*Problem description:* How many lines in the rows below contain the word "instance"? Reply with the number alone.

*Listed records:*

========================================

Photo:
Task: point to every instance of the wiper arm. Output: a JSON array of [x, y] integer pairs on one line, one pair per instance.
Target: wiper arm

========================================

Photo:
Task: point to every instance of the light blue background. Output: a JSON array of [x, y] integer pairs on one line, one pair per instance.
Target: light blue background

========================================

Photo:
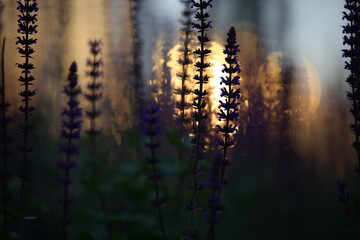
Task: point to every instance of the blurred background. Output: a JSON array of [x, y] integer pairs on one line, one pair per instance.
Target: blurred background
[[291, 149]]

========================================

*Final result:* 3